■ PROBLEM REQUIREMENTS ■
Count how many of the lines below contain the word "black" in that exact case. Reply with the number only.

■ RECORDS SUPPLIED ■
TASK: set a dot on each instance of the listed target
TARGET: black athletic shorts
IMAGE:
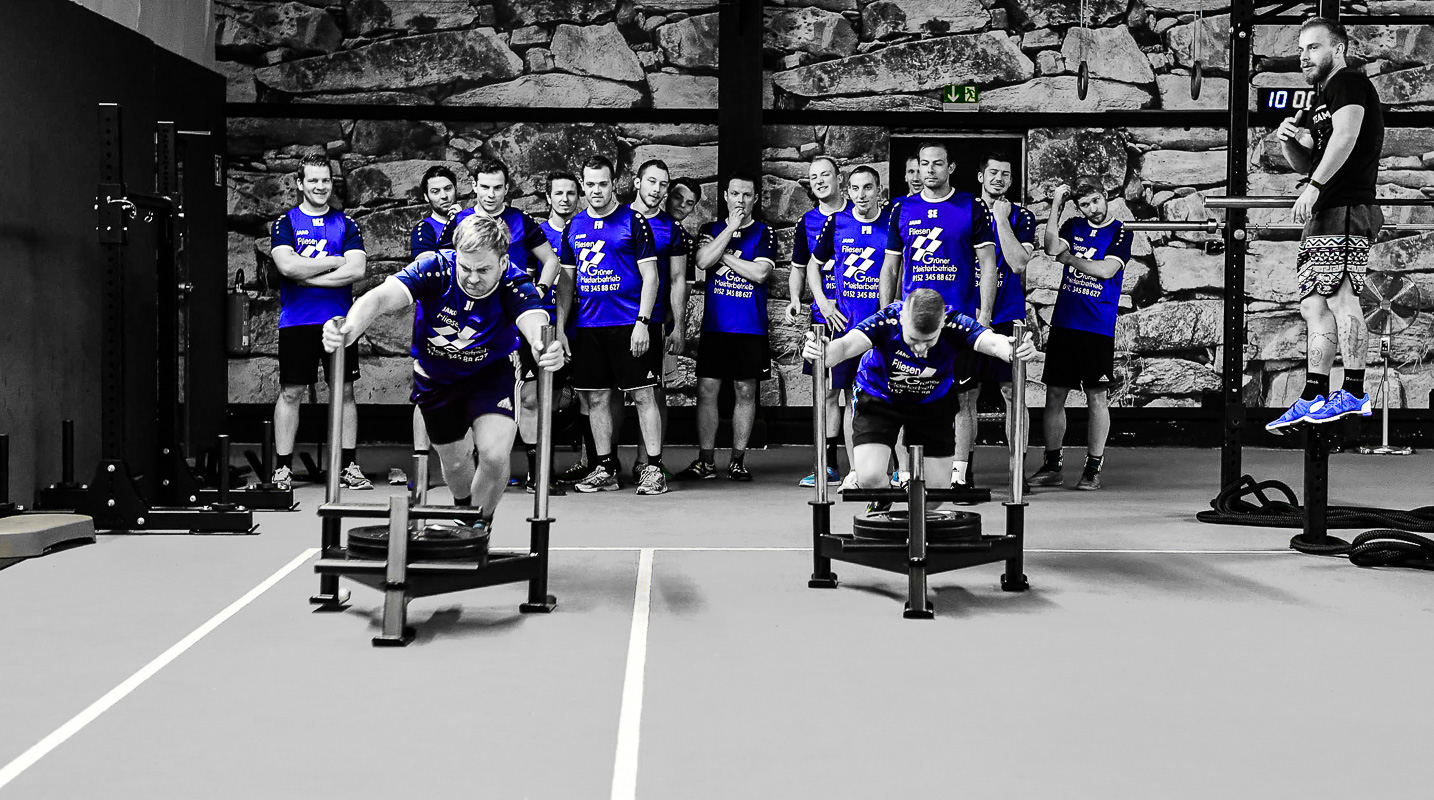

...

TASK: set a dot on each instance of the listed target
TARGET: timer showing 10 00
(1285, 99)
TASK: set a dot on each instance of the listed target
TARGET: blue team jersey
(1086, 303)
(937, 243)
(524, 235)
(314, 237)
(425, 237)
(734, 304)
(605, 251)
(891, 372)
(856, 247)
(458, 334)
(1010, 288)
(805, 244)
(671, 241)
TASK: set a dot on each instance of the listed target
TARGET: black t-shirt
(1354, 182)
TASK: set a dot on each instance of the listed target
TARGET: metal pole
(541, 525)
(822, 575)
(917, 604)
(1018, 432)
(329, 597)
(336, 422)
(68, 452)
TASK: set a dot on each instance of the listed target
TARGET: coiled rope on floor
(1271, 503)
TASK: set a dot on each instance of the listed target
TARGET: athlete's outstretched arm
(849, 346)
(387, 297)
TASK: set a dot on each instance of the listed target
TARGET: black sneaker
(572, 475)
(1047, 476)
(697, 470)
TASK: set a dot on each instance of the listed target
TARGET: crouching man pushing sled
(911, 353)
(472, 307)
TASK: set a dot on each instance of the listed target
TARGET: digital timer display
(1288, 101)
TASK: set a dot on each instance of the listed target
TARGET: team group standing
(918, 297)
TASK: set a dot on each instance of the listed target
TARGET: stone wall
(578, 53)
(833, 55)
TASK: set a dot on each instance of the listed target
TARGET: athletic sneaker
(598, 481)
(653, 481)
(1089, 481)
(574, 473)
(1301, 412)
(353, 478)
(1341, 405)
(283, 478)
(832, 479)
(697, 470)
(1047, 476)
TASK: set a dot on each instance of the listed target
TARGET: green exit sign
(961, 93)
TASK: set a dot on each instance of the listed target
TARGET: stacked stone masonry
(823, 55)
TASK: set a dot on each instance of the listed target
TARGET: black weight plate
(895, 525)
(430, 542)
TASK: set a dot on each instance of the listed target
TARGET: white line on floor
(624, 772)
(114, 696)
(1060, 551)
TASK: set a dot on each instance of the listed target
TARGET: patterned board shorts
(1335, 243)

■ EXERCISE RESPONSE ■
4